[BRIEF 1]
In the NeuralkAI categorization example, where are the username and password read from?
[BRIEF 2]
In the NeuralkAI categorization example, rewrite the part that opens with the words containing "Neuralk.analysis.wait_until_complete" and closes with "updated status.", replacing "pause" with "halt".
[BRIEF 3]
According to the NeuralkAI categorization example, why does the code load only a subset of the Best Buy data?

[TEXT PASSAGE]
Note
Go to the end to download the full example code.
NeuralkAI Categorization Example#
This example shows how to use the NeuralkAI SDK to predict product categories. We use a subset of the Best Buy dataset.
import os
import tempfile
from pathlib import Path
import polars as pl
from neuralk import Neuralk
from neuralk.datasets import best_buy
Loading username and password#
To connect to the Neuralk API, we need to authenticate. Here we read the username and password from environment variables. We first attempt to load any variables set in a dotenv file.
Then, we can create a Neuralk
client to connect to the API.
Uploading datasets into a project#
All the datasets and the analyses we run on them belong to a project. Those
are managed through the .projects
attribute of the Neuralk
client.
Here we retrieve the "best_buy"
project, creating it if it does not exist
yet. Note that we can get the list of all projects accessible from our client
with Neuralk.projects.get_list
def get_or_create_project(name):
project = next((p for p in client.projects.get_list() if p.name == name), None)
if project is None:
project = client.projects.create(name)
return project
project = get_or_create_project("best_buy")
The Neuralk SDK package provides a few example datasets with which we can try
out the API in the datasets
module. We obtain the path to a Parquet
file containing a (training) subset of the Best Buy data.
to make the example run fast we use a small subset, pass subsample=False to run on full dataset
local_dataset = best_buy(subsample=True)
pl.read_parquet(local_dataset["train_path"])
To run an analysis, we need to create a dataset on the platform. Those are
managed through the .datasets
attribute of the Neuralk
client.
The data is uploaded to our project with Neuralk.datasets.create
. We
pass the project object, a name for the dataset, and the local path of the
CSV or Parquet file (in this case, Parquet) to upload.
train_dataset = client.datasets.create(
project, "best_buy_train", local_dataset["train_path"]
)
Fitting a product categorization workflow#
The next step is to fit a workflow on the training data. Later, we will be able to use it to categorize new products for which we do not have a ground truth.
Analyses are managed through the analysis
attribute of the
Neuralk
client. We launch the fit of our workflow by creating a
“categorization fit” analysis with
Neuralk.analysis.create_categorization_fit
.
analysis_fit = client.analysis.create_categorization_fit(
train_dataset,
"best_buy_fit",
target_columns=[
"neuralk categorization level 0",
"neuralk categorization level 1",
"neuralk categorization level 2",
"neuralk categorization level 3",
"neuralk categorization level 4",
],
)
print("Categorization fit analysis created:", analysis_fit)
Categorization fit analysis created: Analysis(id='0ffd5794-81fa-4656-adce-97f4aaffedf8', name='best_buy_fit', error=None, advancement=None, status='PENDING')
Neuralk.analysis.create_categorization_fit
returns immediately an
Analysis
object that represents the analysis we have just launched.
This analysis has not finished running yet. Depending on our needs, we may
want to continue with other tasks or finish our script at this point. But in
this example, we want to wait and use the fitted model once it is ready.
Neuralk.analysis.wait_until_complete
allows us to pause the execution
of our script and wait for the analysis to finish (or error). It returns a
new Analysis
object, corresponding to the same analysis but with an
updated status.

[MATERIAL PROVIDED]

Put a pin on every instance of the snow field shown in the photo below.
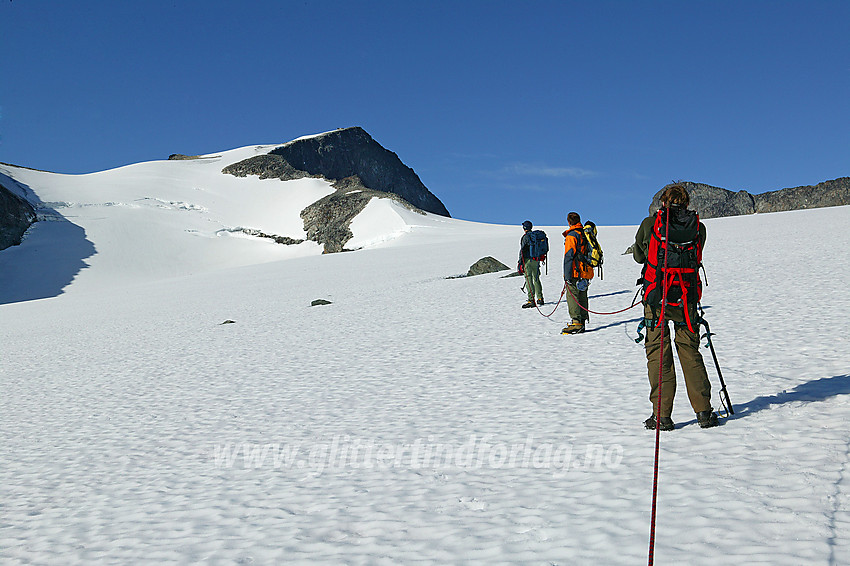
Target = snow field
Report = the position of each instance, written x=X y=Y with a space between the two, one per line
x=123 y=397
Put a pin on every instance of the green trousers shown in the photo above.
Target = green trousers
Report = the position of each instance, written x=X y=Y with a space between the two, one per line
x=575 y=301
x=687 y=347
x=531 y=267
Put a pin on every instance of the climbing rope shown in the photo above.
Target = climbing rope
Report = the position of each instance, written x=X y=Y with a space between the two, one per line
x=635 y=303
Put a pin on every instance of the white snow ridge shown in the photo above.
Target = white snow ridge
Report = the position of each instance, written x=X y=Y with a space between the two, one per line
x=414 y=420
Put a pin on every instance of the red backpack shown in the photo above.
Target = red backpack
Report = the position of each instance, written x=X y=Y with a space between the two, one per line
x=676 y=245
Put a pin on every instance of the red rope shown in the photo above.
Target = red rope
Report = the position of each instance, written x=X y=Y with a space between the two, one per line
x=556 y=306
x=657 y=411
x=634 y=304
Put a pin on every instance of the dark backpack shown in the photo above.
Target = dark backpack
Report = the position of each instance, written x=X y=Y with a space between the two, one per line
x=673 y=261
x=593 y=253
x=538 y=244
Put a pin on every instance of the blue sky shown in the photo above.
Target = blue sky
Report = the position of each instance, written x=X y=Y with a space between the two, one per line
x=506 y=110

[CORRECT ANSWER 1]
They are read from environment variables.

[CORRECT ANSWER 2]
Neuralk.analysis.wait_until_complete
allows us to halt the execution
of our script and wait for the analysis to finish (or error). It returns a
new Analysis
object, corresponding to the same analysis but with an
updated status.

[CORRECT ANSWER 3]
A small subset is used so that the example runs fast. Passing subsample=False runs it on the full dataset instead.